**Written exercise**
Count the lines in the records below that contain the string "shrub". Reply with only the number.

[Items from a dataset]
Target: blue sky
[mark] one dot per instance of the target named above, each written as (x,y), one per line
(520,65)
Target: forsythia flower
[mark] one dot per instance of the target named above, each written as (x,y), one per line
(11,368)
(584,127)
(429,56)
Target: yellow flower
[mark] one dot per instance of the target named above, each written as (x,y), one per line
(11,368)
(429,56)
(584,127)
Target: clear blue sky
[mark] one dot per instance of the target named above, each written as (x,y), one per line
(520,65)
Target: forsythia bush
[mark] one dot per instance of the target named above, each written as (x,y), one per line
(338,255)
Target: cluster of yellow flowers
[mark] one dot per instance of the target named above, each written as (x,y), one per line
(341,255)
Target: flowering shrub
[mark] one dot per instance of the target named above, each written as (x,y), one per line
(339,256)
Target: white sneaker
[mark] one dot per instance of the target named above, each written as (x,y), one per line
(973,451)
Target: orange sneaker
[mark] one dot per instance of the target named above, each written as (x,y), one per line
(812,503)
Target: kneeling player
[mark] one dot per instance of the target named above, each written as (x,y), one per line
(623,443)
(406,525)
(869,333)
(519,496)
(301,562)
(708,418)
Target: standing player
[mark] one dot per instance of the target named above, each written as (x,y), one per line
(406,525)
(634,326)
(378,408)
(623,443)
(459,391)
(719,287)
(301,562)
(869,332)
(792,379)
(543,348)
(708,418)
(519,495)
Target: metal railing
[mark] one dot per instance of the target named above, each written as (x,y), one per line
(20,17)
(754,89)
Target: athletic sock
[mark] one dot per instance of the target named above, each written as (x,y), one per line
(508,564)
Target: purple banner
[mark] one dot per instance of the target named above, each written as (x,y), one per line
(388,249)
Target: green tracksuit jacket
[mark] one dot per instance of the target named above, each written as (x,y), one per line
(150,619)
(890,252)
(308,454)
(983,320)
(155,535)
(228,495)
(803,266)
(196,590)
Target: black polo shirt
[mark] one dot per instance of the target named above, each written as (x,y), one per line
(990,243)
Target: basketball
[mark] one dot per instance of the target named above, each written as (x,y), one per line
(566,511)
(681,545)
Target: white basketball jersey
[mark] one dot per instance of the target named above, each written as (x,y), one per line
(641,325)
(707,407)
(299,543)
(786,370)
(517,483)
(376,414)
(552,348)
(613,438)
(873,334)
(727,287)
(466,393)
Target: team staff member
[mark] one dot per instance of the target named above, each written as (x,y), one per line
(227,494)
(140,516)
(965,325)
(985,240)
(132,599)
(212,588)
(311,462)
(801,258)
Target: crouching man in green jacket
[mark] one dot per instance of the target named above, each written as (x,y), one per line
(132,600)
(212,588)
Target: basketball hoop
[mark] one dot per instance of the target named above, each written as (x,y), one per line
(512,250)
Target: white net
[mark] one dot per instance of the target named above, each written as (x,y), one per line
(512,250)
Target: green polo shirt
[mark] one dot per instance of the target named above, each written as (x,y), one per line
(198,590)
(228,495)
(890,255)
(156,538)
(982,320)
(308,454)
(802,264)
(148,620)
--
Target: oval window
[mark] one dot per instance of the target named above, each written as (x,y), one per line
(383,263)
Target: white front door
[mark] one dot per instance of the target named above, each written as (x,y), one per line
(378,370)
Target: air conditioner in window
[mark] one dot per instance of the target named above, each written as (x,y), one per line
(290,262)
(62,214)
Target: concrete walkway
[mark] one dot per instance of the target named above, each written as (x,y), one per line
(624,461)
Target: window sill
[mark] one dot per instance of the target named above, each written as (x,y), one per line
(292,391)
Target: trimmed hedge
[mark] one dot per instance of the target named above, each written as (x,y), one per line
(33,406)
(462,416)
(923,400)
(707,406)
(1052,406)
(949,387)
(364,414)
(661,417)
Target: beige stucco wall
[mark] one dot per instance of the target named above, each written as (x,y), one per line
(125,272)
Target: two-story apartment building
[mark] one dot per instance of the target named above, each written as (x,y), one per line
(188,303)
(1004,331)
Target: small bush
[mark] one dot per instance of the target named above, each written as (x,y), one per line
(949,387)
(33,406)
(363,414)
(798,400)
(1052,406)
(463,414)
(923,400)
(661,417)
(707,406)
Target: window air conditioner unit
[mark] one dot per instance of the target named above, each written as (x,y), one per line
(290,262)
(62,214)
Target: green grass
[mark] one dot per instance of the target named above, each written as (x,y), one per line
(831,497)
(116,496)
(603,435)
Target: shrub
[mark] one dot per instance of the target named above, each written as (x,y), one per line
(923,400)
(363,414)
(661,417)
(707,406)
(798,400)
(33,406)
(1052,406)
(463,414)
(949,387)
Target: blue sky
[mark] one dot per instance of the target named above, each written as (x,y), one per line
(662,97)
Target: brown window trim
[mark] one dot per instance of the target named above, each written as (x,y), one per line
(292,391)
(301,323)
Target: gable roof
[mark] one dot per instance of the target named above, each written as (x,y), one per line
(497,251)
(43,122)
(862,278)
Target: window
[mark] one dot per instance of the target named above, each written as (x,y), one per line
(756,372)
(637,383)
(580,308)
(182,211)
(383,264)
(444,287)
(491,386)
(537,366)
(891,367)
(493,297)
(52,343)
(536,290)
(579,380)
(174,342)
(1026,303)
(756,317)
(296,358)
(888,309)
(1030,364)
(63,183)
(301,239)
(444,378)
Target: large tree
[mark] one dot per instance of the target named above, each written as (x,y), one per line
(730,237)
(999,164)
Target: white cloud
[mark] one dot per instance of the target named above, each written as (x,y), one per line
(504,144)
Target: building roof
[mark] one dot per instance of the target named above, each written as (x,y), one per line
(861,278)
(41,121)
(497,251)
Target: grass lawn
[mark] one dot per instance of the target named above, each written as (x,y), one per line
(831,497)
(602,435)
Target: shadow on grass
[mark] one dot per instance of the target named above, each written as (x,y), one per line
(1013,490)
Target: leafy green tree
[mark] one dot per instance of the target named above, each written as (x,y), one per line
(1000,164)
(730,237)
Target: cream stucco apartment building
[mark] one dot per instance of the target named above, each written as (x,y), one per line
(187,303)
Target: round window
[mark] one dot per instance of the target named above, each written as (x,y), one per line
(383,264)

**Solution to this task**
2